> **WHAT IS BEING ASKED**: Set the listing down again exactly, please, apart from its pictures.

> **EXERCISE MATERIALS**:
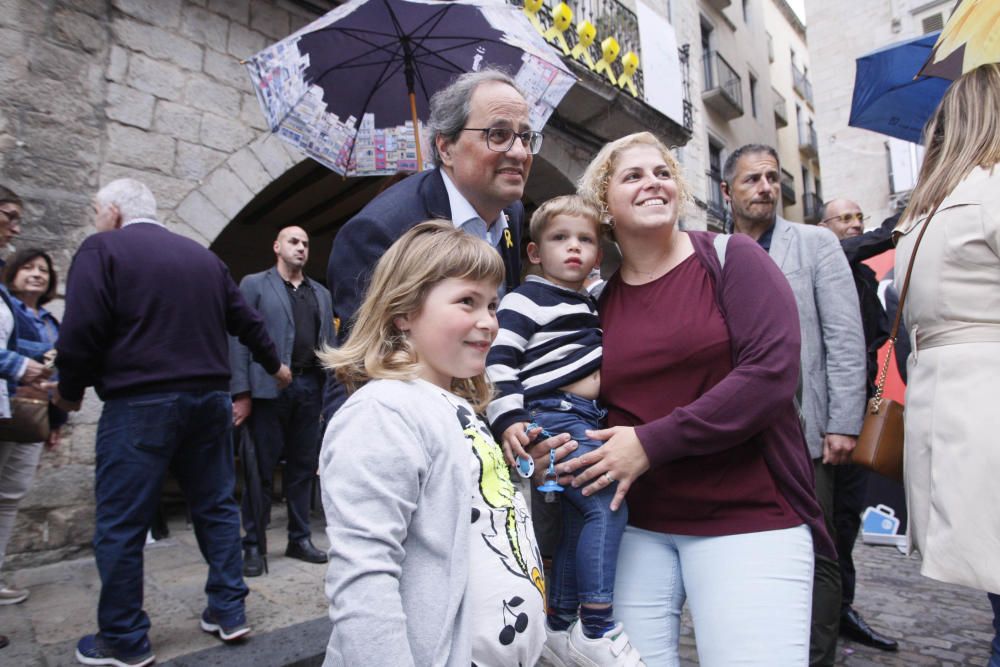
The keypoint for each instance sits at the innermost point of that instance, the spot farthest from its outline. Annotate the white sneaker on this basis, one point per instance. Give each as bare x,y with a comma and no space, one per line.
555,652
611,650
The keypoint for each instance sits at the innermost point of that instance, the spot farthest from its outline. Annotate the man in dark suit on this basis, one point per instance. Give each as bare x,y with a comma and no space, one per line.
299,317
147,312
483,145
844,218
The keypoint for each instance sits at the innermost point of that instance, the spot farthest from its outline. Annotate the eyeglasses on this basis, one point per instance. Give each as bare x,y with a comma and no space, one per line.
501,139
846,218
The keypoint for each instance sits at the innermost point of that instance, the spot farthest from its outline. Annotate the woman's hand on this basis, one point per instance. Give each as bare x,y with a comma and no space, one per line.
620,459
563,444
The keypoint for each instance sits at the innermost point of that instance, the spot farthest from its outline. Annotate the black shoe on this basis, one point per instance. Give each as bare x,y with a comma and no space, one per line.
253,562
854,627
304,550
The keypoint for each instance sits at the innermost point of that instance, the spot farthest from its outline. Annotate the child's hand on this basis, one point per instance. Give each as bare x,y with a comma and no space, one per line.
515,439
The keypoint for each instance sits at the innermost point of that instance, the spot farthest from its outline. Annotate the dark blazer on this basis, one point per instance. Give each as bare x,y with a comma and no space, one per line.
266,292
364,238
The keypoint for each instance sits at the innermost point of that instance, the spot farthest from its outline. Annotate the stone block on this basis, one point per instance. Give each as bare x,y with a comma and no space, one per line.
152,76
251,113
227,192
201,214
204,27
130,106
224,134
158,43
195,162
246,165
237,10
169,192
244,42
166,13
270,20
206,94
61,487
79,30
268,149
177,120
227,69
137,148
117,64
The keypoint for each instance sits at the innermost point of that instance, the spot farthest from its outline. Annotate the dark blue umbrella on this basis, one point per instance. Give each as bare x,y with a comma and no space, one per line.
887,97
371,66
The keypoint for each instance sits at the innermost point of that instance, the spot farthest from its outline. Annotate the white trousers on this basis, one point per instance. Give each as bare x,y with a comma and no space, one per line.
750,596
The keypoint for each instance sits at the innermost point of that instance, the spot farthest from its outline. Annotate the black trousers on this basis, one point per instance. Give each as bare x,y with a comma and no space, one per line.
287,424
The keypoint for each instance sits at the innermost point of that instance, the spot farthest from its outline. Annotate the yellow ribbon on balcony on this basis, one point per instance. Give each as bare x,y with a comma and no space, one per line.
609,51
630,63
531,9
562,16
585,33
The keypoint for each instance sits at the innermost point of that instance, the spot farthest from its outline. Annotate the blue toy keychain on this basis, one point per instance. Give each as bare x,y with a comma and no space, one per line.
526,468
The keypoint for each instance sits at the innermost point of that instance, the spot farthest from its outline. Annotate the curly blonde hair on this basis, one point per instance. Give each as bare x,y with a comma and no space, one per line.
421,258
593,185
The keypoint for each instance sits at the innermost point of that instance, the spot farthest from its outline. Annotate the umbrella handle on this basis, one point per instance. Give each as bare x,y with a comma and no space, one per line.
416,130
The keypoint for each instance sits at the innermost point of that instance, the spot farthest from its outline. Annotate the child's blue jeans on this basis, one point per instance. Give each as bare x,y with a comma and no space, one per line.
585,562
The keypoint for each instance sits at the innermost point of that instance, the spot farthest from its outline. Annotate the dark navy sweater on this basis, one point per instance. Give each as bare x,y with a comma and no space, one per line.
148,311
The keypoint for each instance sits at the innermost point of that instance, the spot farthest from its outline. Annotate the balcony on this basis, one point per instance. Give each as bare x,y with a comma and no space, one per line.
713,197
610,17
787,187
723,87
801,85
780,109
808,143
810,208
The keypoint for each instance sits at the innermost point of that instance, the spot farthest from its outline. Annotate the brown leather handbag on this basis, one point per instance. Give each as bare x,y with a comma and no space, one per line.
880,444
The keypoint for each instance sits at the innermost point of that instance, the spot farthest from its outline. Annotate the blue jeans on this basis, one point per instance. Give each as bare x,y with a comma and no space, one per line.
995,657
583,570
138,439
289,424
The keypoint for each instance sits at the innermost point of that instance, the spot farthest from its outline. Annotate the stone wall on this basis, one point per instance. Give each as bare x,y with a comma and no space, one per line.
95,90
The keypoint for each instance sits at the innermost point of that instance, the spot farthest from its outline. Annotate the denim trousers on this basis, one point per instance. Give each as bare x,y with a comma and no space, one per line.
138,439
583,570
750,596
289,424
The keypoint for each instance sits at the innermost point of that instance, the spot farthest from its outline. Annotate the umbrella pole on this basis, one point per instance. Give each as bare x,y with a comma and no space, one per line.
416,130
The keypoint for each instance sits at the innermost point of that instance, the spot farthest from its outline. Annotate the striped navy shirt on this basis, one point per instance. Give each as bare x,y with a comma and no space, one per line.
549,337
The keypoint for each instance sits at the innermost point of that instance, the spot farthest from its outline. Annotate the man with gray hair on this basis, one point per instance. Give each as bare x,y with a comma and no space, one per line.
483,146
147,313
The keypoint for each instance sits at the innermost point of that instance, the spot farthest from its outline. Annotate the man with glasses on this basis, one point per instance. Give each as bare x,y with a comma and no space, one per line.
844,218
483,145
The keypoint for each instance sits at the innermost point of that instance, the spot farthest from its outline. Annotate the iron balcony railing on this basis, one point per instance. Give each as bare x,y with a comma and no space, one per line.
610,17
721,77
780,109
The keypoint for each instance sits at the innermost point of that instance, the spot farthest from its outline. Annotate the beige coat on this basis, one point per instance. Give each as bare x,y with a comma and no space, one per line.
952,312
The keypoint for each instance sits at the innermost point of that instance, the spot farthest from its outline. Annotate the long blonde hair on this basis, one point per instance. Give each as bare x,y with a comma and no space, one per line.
421,258
593,185
963,133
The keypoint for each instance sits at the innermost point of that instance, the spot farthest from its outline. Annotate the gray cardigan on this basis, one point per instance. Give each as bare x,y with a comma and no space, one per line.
395,475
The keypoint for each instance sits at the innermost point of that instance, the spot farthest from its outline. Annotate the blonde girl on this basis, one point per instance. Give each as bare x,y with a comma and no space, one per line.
432,557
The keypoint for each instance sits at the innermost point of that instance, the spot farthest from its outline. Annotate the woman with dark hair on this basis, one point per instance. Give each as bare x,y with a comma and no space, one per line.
952,312
30,281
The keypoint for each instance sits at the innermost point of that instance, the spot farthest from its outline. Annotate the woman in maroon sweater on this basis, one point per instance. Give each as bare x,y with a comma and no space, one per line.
701,364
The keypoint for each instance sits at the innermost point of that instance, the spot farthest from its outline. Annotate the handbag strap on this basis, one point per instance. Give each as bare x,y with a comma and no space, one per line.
880,385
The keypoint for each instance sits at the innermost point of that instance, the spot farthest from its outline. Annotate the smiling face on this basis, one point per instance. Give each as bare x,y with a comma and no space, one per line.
642,194
754,191
452,331
568,249
488,179
32,279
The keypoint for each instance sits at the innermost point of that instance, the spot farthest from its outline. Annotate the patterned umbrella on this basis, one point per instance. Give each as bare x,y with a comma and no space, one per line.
350,88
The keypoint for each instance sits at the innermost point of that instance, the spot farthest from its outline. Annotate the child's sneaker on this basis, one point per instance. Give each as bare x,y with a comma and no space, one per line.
555,652
611,650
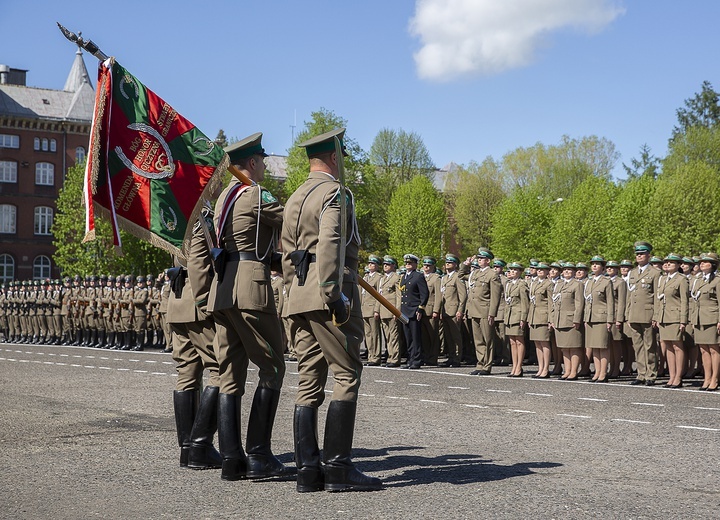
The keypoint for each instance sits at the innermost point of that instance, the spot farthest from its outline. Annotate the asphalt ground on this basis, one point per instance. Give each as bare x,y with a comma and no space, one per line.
90,433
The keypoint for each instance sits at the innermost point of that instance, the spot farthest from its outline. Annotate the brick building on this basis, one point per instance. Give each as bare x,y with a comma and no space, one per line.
43,132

> **FINISHED TASK**:
The keypoint for each instance sits at the innermost point of that instance, the spot farthest from its outline. Annotate the white sneaker on this basis, one point per instance. Give each as bare x,y with a comma and no space, one per line.
555,652
611,650
The keypoint for each instance sits at the innermost point of that instance, the spot farthest from its outline. Annotate the man in dark suit on this basis, one point per instance. Give each as bare x,y with a comma and no space, one per line.
299,317
147,312
483,145
844,218
The keypoint for each instance sits at the innermost point of that instance, the spot farthest from its outline. Annotate the eyeglasses on this basis, one point per instance. Give each as bare x,y with a comma and no space, one per line.
501,139
846,218
The keypoint for each instance sits at the innermost point of that instance, the spot farthest from its outline. Annotate the woman's hand on this basis, one point per instance. Give each as bare x,y with a comma and no space, one per line.
620,459
563,444
The keypoint for each instance sits at the innermost point of that instance, the spot farthest from its outline. Annotate the black shoe on this basis, one point per instance. Give each as bare x,y with a comma and no space, one per line.
253,562
854,627
304,550
The keypoint for each instance sits at the innermost point of that instance, the spot farthest from its outline. Annotate the child's hand on this basis, one point per instance. Give each as bare x,y with a comma and no space, one per line.
515,439
The keypoint for each instance sits at the innermost point of that instance, the spot farthest from its outline. Annotate the dark blazer on this basis, one point per instance. Give each as bare x,y with a comma and no space, one per line.
266,292
364,238
The keypoint for each instance sits at the innermost point of that instance, the spot farthest from its outline. Annotate the stone block on this basis, one point per instance. Give each as bare x,y with a comma and no space, one per line.
152,76
251,113
227,192
201,214
204,27
130,106
224,134
158,43
195,162
246,165
237,10
169,192
244,42
166,13
270,20
206,94
61,487
79,30
268,149
177,120
227,69
137,148
117,64
The keypoint for each instance sits at the innermost point of that instance, the spot farthest from its outline. Annotate the dark blue umbrella on this basis, one point per instance. Give each as bare x,y with a comma and no space, one per line.
887,97
371,66
The keypoint for each instance sits at the innermost point of that instance, the spot farthest from its outline. Annotate the white trousers on this basis, one point per instance. Give each as bare x,y with a comma and no space, one per line.
750,596
The keypoint for each instance sits at the innermost point of that instance, the spot farthest from its outline. Annotate the black trousers on this basis, one point per instance. Give each as bare x,y with a comma and no space, one per line.
287,424
The keypoint for each instance sits at the innermost point of that instance, the spot farthest from its outline. Annotate the yellow ribbon on balcony on this basis, one point per instance. Give each as bare x,y with a comma and no space, one per line.
609,51
630,63
531,9
562,16
585,33
The keypoint for each instance sits at the innermost point of that instance, the spot farthest from its outline. Annotate the blue toy keychain on this basis, one point per instance. Give each as bare x,y with a comma and no space, one per line.
526,468
The keypoint for each instance sits at the innermost point of that instance, the spot farthest from its outline. Annotate the curly blonde hair on this basis, one point per instance. Give each as bare x,y with a comma and no space, one per line.
421,258
593,185
The keypoint for each instance sits at the innermost point of that instance, the spot farthest from its outline. Annotate the umbrella handle on this basis, one point per instance. Give each as bare x,y with a comma and no space, one per line.
416,130
The keypoint for each instance sits at the innermost point of that instance, the spot farthest from its outline. Annotate the child's blue jeans on this basis, one point per instance. Give each as bare x,y with a comma and no space, one per line.
585,562
The keypoint for each instance sits at the innermost point of that instance, the spot farthest from its outline. Annotate the dark navy sweater on this basis, one point per instance. Give each as bare x,y with a comma and no space, one per line.
148,311
The keypoint for each instance sits at the innermost point of that instance, the spot farthest from its outline. Annotate the balcony on this basis, one point per instance. Give each as bare x,y with a comma and no space, one per line.
713,197
610,17
787,187
723,87
801,85
780,109
808,143
810,208
The keypoint for each instance sits at the innermost point of that instance, the spot farthest from its outline. Annotate the brown leather handbag on this basis, one point per instance. Give each as bare x,y with a comma and no space, one per line.
880,444
The keypoint for each instance sits at the innermost point of that instance, the spot farthest from its outline. Annotate the blue jeans on this basis, one point per instance. Give each as bare x,y with a comma and no space, one per line.
995,657
583,570
138,439
289,424
The keypoint for each instance sits at the innermost point of that instance, the spot farthest from its outline. Annotate the stone wall on this basis, one point per instance. Give each as bare x,y with a comma and no space, one per line.
95,90
The keypoint for each instance sits at the innermost point of that instance, the spot farthest from its outline. Annotate the denim trousers on this basis, one point per instance. Give each as bare x,y with a comma and no space, one per line.
138,439
583,570
750,596
289,424
The keypoint for each instance sits at the innermost point of that instance, the spot farthest from its outline. Annotate the umbrella pole on this basis, one point per instance. Give each as bare x,y with a comma and no space, one per line.
416,130
The keypoint for each instance sits at the innermost point of that instance, the spot farthest from its outline. Annotate the striped navy shirt on this basis, one point per instance. Give each as bare x,y with a comma and no space, one per line.
549,337
The keypoint for each instance sits at the innermost point of that instance, the spot farthest from its outline. Annotate the man with gray hair on this basis, one point per instance. Give each as bare x,y with a comma and no space, one per line.
483,146
147,313
The keypoint for each instance sits at the innermost point of that instance, the spot farthest from its outline. Annotate the man with glasses on this basis, one point per instance. Give each as bare x,y with a comma and no space, one per line.
844,218
483,145
The keypoint for each instance sits at the innermost point of that instance, the spot farthest from its outline. Annotate the iron balcony railing on this basis, one point per instance. Give each as bare x,y with a comma and no space, one per line.
610,17
721,77
780,109
The keypoint for each instance sits at the innermost point of that instance, the spot farthest from its outline. Annotate the beige coat on this basis, one point per instance. Give each as bare x,y with a comma and no space, one per line.
952,312
The keypoint for each instance sits at the innermost point of that instance, the spot farthest from its outline. Annotate the long blonde hair on this basis, one point per instance. Give each as bare x,y with a comma and no space, one per line.
421,258
593,185
963,133
The keypoint for each instance sits at the innermost point of that instance, the spot farthest from its outline. Annotate the gray cardigan on this basis, one point per instance. Give each as bare x,y with a comma and no space, one per line.
395,475
The keypoint for each instance sits at the innermost point of that instance, the spot farthest from its outline. Annotate the blonde girl on this basis, one point per instance. Give each as bare x,y with a comma and no space, one per line.
432,557
The keypoint for each instance sits at the innermost point of that instance, the spot farthest from its outline. Annotate the woman with dark hair on this basis, one point per instance. Give each as bare x,y with a comma and no space, one per line.
952,312
30,281
The keypoint for each instance sits at the innermost point of that instance, the spot farthest from its outline. Annotate the woman in maroon sweater on this basis, one point per instance. Give each as bare x,y with a comma and no space, one per line.
701,364
The keypoint for each instance sits at the innermost point of that instance, the spot farthest from its outline. Annotate the handbag strap on this basis, one point per instance. Give each as bare x,y with a comma and no space, one per line.
880,385
The keypoint for each instance sits at the innermost point of that instance, the spot farthest from its outline. Annotate the smiling face on this basis, one point per instance. Give each as bare x,y with a comma and no space, one per line.
642,194
754,191
452,331
568,249
488,179
32,279
The keypoint for each instance sits at the innermost point of that instance, the spot farthest from its outline. Annotate the patterned umbrella on this basis, one point per instance. Give each as bare x,y with a comma and no space, one per line.
350,88
The keypoint for each instance sits at the innermost point of that instance, the spot farthest from its outline. Annotate the child's sneaker on this basis, one point per instance. Give each as bare x,y with a comma and no space, one per line.
555,652
611,650
The keypoint for each instance sits at the innermost point of that instance, the spot farthest from its outline. Annotate the asphalt ground on this basis, one point per instance. Give each as bare x,y with a comma and no space, one per line.
90,433
The keypoint for each instance sits at the innermost point of that instance, the spot farthest from its outline. Annotate the brick building on this basis, one point per instance. Give each as bare x,y with a comma and no space, one per line.
43,132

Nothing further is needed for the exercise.